Written task:
Copy out, word for word, the lines of the material that begin at the line containing "of the white" and end after the line containing "Target: white background".

Exercise material:

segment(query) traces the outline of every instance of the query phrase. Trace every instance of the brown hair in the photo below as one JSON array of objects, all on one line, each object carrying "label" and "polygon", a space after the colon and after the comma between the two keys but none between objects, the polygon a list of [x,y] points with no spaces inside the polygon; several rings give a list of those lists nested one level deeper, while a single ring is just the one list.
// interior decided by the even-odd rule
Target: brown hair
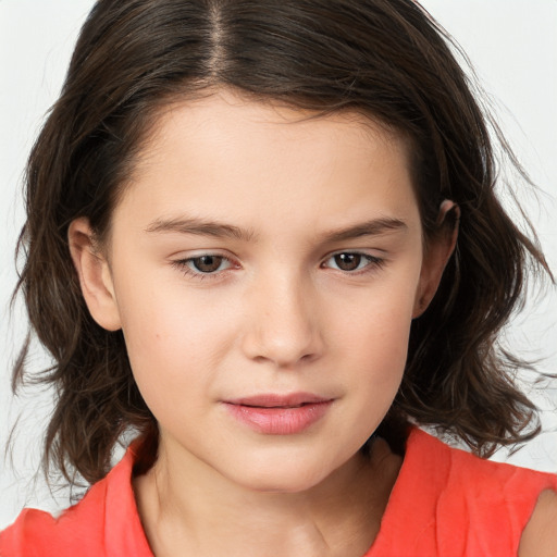
[{"label": "brown hair", "polygon": [[460,207],[456,252],[432,305],[412,323],[382,434],[394,437],[412,419],[483,455],[532,436],[535,409],[512,382],[519,360],[496,339],[528,264],[547,268],[495,196],[488,121],[447,36],[423,9],[412,0],[99,0],[26,173],[18,289],[54,360],[39,377],[58,394],[47,467],[95,482],[129,429],[148,437],[154,458],[156,420],[122,333],[101,329],[85,306],[67,226],[87,216],[102,238],[160,108],[218,86],[320,113],[358,111],[410,138],[425,238],[435,234],[443,199]]}]

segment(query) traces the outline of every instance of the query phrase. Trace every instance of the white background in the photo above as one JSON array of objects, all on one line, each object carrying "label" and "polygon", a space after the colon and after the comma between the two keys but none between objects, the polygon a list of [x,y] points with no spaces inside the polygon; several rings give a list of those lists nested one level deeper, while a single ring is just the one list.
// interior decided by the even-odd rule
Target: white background
[{"label": "white background", "polygon": [[[557,272],[557,1],[424,0],[423,4],[468,52],[511,145],[548,194],[523,202]],[[21,308],[10,313],[8,304],[16,280],[13,250],[23,224],[20,185],[25,158],[60,91],[77,32],[91,5],[91,0],[0,0],[0,528],[24,505],[51,510],[66,505],[63,496],[58,504],[52,499],[40,476],[34,479],[51,395],[37,389],[17,399],[11,395],[10,368],[26,325]],[[541,369],[557,372],[555,288],[515,320],[508,336],[522,354],[544,356]],[[37,354],[34,363],[41,361]],[[557,395],[553,389],[534,395],[547,408],[547,432],[512,461],[557,471],[553,431]],[[16,420],[14,450],[5,454]]]}]

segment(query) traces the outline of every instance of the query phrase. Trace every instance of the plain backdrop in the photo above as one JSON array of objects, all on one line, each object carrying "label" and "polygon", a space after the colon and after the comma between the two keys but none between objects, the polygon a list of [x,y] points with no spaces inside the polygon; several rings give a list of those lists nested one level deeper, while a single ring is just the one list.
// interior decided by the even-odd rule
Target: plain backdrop
[{"label": "plain backdrop", "polygon": [[[557,270],[557,1],[424,0],[424,7],[469,54],[488,92],[500,125],[534,182],[544,191],[519,198],[539,230],[547,259]],[[9,310],[15,285],[14,247],[23,224],[20,193],[25,159],[55,100],[78,29],[91,0],[0,0],[0,528],[21,508],[55,510],[66,493],[53,498],[40,475],[44,428],[51,393],[29,388],[14,398],[11,366],[25,336],[21,305]],[[544,357],[543,371],[557,372],[557,296],[537,296],[506,332],[525,356]],[[48,362],[37,350],[32,363]],[[534,392],[546,409],[545,433],[511,461],[557,471],[557,392]],[[16,424],[17,422],[17,424]],[[4,450],[16,424],[13,450]],[[506,459],[499,451],[496,459]]]}]

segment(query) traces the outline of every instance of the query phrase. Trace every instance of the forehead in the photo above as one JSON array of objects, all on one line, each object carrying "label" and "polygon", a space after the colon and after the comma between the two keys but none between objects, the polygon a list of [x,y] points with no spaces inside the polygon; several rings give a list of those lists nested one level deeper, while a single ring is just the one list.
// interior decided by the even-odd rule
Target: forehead
[{"label": "forehead", "polygon": [[416,208],[408,143],[356,112],[323,115],[223,90],[168,106],[150,132],[121,202],[139,213],[287,221],[297,208],[311,223],[335,207]]}]

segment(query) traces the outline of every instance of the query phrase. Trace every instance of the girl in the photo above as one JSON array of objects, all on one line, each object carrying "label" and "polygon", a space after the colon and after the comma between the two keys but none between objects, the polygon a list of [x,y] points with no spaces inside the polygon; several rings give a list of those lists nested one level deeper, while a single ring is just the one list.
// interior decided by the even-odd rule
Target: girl
[{"label": "girl", "polygon": [[0,555],[555,555],[554,475],[416,428],[480,456],[535,433],[496,337],[548,270],[495,182],[413,1],[98,1],[20,284],[46,459],[92,487]]}]

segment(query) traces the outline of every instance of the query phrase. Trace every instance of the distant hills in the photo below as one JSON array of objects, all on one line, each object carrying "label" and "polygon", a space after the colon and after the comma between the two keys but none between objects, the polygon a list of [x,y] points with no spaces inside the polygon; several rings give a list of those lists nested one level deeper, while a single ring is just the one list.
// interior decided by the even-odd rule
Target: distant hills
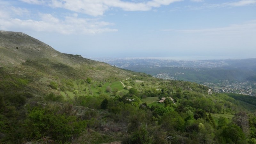
[{"label": "distant hills", "polygon": [[[212,78],[205,75],[205,80],[240,75],[236,78],[255,78],[255,69],[245,62],[167,64],[194,66],[188,68],[140,60],[118,63],[148,72],[173,71],[174,76],[210,74]],[[219,63],[221,68],[213,66]],[[196,66],[200,64],[209,67]],[[233,65],[240,66],[234,71]],[[21,32],[0,31],[0,143],[255,141],[256,97],[216,93],[196,83],[158,79],[116,66],[62,53]]]},{"label": "distant hills", "polygon": [[254,81],[256,59],[176,60],[147,58],[98,58],[117,67],[157,77],[197,83]]}]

Reply to the task:
segment(query) traces the outline of every instance of the query phrase. Trace every instance of the white background in the photo above as one JSON array of objects, all on one line, each object carrying "label" and "polygon", a space after the colon and after the comma between the two keys but none between objects, the polygon a list of [x,y] points with no spaces inside the polygon; several rings give a list of those lists nested one level deeper, while a single ring is just the one list.
// interior decided by the even-odd rule
Target: white background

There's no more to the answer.